═══ Page text

A scholarly and richly detailed account, Kempe’s book is also quick-moving and exciting. At times, it reads like a well-researched and well-footnoted spy novel, with its tightly-written fly-on-the-wall accounts of high-level manoeuvering, Cold War posturing, and clandestine back-channel meetings.

Kempe does an admirable job of recreating the mood of the time, and delving into the motivations—and misperceptions—of the major players. While it’s clear that U.S. president John F. Kennedy and Soviet leader Nikita Khrushchev were both looking for some form of peaceful coexistence, their inherent mistrust of each other proved a major stumbling block, and set in motion a number of dangerous events.

As Kempe illustrates, the lead-up to the crisis makes one thing abundantly clear: it’s no picnic being a world leader. Trying to decipher cryptic messages from your adversary, dealing with both hawks and doves in your own administration, and keeping your international allies happy was, and still is, a completely thankless job. It’s a great insight into the pressures of the job—at one point, Kennedy’s turmoil is palpable, as he tearfully tells his brother Bobby, “We bring these things on ourselves. The thought, though, of women and children perishing in a nuclear exchange, I can’t adjust to that.”

The problem with Kempe’s book is that, while he excels at recreating history, his analysis winds up falling flat. Although he goes through the motions of being impartial, it becomes evident that he’s part of the “Kennedy lost Cuba, Kennedy lost Berlin” crowd, convinced that if the president had only been tougher on the Russians we could have won the Cold War that much earlier.

A telltale sign comes when Kempe uses a quote (not just once, but twice) about Kennedy from hawkish former secretary of state Dean Acheson, a hardliner on Berlin: “They were watching a gifted young amateur practice with a boomerang, when they saw, to their horror, that he had knocked himself out.” From that point on, you know just where he’s headed.

══════
═══ Dataset content

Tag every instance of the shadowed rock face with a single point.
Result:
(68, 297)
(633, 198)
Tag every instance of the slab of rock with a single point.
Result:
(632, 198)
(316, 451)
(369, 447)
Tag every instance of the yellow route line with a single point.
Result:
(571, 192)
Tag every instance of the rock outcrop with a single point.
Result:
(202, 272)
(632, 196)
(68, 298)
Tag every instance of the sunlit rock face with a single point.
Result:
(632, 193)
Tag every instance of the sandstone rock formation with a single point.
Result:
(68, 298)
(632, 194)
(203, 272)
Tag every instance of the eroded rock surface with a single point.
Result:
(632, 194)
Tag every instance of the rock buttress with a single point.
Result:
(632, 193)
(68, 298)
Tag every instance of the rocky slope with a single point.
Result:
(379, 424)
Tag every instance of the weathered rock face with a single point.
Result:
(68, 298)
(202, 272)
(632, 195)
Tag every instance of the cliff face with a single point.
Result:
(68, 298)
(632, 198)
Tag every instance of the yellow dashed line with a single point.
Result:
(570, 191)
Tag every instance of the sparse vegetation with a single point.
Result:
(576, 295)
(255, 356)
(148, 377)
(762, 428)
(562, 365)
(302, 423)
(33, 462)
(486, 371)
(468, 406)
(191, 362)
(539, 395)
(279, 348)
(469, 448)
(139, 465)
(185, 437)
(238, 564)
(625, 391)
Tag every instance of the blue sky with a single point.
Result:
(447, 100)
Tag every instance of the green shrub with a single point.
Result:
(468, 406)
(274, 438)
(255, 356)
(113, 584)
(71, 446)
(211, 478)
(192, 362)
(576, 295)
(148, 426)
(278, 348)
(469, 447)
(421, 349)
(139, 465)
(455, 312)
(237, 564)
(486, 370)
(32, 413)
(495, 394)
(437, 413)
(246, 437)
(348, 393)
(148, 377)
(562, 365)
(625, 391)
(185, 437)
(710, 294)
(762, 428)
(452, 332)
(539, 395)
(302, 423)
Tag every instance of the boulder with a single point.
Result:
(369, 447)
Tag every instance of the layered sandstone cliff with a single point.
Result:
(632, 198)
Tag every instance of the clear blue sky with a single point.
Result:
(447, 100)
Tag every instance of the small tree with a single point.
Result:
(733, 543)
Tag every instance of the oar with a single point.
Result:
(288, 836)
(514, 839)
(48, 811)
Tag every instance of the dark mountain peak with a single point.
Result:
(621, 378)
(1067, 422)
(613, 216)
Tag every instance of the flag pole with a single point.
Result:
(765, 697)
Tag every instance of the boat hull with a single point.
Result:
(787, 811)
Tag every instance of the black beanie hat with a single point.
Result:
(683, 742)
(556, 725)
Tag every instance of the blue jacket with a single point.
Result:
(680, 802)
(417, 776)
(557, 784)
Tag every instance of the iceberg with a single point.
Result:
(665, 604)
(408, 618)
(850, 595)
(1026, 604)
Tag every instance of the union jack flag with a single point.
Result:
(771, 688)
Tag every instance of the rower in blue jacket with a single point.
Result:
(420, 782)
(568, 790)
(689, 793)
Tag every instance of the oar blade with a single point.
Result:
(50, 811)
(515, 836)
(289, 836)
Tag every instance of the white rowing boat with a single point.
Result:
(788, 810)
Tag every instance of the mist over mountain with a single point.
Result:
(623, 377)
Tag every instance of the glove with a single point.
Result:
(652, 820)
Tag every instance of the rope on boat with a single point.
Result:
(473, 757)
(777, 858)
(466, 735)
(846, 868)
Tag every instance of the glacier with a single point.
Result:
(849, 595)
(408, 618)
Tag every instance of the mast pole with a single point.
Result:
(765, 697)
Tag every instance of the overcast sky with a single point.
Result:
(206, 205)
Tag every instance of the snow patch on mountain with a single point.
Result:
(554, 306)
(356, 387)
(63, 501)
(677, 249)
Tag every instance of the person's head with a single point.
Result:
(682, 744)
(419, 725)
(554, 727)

══════

Exercise instructions ::
a: Answer these questions from the review of Kempe's book, one per line:
(i) At times, what does the book read like?
(ii) Who is Kennedy speaking to when he tearfully says, "We bring these things on ourselves"?
(iii) Which former secretary of state does Kempe quote twice about Kennedy?
b: Carry the review of Kempe's book forward from its final paragraph.

Final answers ::
a:
(i) A well-researched and well-footnoted spy novel.
(ii) His brother Bobby.
(iii) Dean Acheson.

b:
And when one considers the fact that Kempe helms the Atlantic Council—a conservative think tank cofounded by Acheson—it’s not difficult to see where his beliefs, and loyalties, lie.

In reality, Kennedy was merely following accepted U.S. policy since the end of World War II, which had effectively ceded Eastern Europe to the Soviets. To Kennedy, the real danger lay in the continued spread of Communism (primarily in Asia and Latin America) than in what the East Germans were doing to their already sovietized population. Containment, not rollback, was already standard operating procedure.

His conclusions aside, Kempe is a masterful storyteller, and the highlight of the book comes in the 40-page chapter covering the period of August 9 to 13, 1961, detailing construction of the wall. It’s an enthralling account, presented with all the urgency of the actual events. If nothing else, Kempe brings the story to life, and reminds us just how important, both ideologically and strategically, the Berlin Wall was.

After all, as Kennedy tells an aide when the crisis breaks, “a wall is a hell of a lot better than a war.”